> _Task statement_
Report only the number of lines below in which the string "target" appears.

> _Records for the exercise_
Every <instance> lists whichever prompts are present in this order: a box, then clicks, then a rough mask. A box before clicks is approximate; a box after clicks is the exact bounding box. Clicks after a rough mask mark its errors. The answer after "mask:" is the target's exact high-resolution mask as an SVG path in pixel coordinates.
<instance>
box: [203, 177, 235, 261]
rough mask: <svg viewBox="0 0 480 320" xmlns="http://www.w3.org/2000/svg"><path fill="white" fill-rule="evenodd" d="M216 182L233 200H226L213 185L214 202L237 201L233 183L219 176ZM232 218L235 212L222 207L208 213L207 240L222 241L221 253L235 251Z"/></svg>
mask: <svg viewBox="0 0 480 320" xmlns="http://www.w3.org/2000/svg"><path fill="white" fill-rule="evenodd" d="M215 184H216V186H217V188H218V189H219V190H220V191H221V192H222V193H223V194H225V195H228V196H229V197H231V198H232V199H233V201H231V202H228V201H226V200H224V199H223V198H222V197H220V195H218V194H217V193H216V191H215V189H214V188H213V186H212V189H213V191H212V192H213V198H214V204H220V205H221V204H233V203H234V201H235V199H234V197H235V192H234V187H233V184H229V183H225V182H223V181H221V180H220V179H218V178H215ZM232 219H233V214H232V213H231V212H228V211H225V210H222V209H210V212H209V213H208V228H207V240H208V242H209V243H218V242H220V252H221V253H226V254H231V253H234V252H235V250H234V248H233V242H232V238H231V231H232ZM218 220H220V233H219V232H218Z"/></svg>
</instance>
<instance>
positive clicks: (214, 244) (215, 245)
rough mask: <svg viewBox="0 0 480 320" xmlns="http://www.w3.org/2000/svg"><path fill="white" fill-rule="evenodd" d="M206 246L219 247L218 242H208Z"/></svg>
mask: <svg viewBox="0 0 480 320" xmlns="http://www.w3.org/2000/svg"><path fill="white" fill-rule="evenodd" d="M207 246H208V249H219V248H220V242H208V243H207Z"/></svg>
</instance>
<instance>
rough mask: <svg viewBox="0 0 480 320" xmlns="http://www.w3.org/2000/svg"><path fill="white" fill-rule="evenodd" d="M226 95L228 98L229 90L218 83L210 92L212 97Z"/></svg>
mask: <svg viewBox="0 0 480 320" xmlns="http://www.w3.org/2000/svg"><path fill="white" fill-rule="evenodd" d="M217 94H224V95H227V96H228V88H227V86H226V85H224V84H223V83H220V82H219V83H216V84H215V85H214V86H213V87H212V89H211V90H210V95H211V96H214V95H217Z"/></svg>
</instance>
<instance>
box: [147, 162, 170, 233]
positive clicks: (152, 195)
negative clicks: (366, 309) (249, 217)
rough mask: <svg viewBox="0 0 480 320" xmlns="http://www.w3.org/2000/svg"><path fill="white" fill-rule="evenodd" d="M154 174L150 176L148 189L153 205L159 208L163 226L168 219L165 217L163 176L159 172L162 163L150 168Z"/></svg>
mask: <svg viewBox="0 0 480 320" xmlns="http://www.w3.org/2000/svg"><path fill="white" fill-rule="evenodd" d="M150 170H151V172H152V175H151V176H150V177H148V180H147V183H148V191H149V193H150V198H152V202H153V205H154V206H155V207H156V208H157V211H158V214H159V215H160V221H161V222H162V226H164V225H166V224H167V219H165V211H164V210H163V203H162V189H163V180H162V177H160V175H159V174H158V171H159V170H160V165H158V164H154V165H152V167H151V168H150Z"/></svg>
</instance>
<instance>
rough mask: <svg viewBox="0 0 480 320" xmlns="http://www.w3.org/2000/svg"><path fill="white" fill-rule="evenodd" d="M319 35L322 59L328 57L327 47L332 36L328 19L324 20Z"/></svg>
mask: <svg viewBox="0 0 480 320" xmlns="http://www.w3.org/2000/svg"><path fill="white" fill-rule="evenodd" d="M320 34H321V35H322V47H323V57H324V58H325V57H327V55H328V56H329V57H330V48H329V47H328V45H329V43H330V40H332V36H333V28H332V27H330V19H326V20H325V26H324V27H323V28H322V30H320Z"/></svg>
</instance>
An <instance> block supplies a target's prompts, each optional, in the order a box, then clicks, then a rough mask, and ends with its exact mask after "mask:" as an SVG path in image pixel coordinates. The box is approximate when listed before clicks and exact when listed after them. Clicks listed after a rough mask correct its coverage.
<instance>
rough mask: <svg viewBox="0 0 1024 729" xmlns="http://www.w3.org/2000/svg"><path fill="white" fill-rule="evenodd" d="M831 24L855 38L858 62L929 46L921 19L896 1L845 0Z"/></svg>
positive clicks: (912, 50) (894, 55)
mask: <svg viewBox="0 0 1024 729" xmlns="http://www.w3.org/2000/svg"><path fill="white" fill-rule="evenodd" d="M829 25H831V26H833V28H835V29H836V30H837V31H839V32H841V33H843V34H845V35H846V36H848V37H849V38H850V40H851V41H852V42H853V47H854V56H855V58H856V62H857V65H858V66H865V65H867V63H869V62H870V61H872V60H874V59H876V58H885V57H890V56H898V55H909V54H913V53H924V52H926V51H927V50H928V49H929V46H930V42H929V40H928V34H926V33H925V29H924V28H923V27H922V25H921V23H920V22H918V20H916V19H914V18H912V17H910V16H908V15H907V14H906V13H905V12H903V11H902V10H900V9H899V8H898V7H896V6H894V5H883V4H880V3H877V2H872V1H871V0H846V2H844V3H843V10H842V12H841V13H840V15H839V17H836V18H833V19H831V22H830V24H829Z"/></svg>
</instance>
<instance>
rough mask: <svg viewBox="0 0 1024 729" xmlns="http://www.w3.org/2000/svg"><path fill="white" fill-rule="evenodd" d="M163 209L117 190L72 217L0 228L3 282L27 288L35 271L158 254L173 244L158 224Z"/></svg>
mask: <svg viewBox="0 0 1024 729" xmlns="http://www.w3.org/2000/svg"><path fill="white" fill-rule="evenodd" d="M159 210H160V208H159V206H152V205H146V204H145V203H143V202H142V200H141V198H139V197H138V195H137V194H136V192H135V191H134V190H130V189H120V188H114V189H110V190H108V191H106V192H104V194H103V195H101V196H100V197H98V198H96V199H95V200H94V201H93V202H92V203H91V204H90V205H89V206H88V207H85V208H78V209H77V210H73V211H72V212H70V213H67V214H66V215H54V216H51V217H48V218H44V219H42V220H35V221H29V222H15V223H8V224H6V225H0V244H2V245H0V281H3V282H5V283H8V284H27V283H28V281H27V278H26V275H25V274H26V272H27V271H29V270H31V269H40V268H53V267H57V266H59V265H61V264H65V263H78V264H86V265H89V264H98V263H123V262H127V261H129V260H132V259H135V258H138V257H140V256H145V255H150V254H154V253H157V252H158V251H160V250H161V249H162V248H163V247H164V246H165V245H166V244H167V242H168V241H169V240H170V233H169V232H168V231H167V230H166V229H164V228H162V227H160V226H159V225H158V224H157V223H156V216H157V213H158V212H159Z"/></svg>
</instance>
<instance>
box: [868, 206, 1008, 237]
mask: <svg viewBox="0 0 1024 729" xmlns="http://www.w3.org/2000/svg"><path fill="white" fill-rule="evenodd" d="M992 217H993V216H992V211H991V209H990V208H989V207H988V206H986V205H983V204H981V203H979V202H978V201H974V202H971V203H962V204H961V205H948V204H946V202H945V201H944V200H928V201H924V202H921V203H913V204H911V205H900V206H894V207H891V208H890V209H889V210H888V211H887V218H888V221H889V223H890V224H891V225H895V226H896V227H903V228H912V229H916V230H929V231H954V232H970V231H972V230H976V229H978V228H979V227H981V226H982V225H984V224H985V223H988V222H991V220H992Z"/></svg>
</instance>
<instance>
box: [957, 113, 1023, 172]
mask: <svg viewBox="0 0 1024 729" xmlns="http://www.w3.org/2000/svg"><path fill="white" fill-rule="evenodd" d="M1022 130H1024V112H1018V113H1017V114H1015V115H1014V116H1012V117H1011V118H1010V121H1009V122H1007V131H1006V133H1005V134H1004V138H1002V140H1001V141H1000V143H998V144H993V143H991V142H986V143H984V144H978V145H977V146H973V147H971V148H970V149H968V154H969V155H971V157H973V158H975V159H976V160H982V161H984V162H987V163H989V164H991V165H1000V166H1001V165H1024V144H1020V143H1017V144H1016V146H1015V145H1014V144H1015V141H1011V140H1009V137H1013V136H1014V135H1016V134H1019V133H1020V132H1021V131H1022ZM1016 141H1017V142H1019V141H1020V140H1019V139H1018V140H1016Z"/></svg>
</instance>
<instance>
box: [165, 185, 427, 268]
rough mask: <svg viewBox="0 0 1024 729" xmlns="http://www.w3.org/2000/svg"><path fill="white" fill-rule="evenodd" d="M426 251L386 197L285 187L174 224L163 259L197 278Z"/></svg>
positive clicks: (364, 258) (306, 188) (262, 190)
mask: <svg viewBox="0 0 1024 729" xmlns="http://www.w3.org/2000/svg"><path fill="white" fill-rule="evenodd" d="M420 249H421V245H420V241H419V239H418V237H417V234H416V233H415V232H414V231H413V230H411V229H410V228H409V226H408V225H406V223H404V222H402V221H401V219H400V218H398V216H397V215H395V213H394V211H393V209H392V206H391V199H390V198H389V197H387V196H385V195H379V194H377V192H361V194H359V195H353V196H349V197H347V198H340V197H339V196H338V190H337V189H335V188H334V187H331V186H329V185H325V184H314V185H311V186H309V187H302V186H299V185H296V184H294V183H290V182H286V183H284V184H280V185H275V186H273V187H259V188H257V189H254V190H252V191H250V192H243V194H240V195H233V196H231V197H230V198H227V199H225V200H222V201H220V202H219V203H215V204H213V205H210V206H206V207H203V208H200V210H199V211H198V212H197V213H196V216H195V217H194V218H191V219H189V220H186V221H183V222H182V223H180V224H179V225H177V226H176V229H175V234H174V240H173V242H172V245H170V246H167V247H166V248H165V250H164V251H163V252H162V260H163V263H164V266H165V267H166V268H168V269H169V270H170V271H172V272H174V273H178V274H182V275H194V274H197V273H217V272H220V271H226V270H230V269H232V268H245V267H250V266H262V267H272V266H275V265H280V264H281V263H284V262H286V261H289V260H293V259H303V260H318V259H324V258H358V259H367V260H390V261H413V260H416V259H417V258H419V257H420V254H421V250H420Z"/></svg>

> _Worked solution_
2